State how many lines of the data contain the word "object", and write nothing besides the number.

BEGIN Supplied records

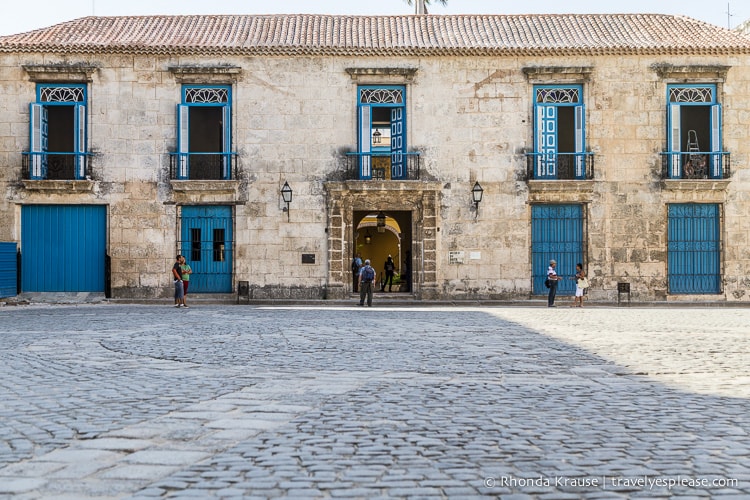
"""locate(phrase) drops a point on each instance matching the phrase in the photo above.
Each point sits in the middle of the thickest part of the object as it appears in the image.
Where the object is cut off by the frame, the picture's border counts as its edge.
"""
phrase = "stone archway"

END Supplied records

§ **Output for this exercise**:
2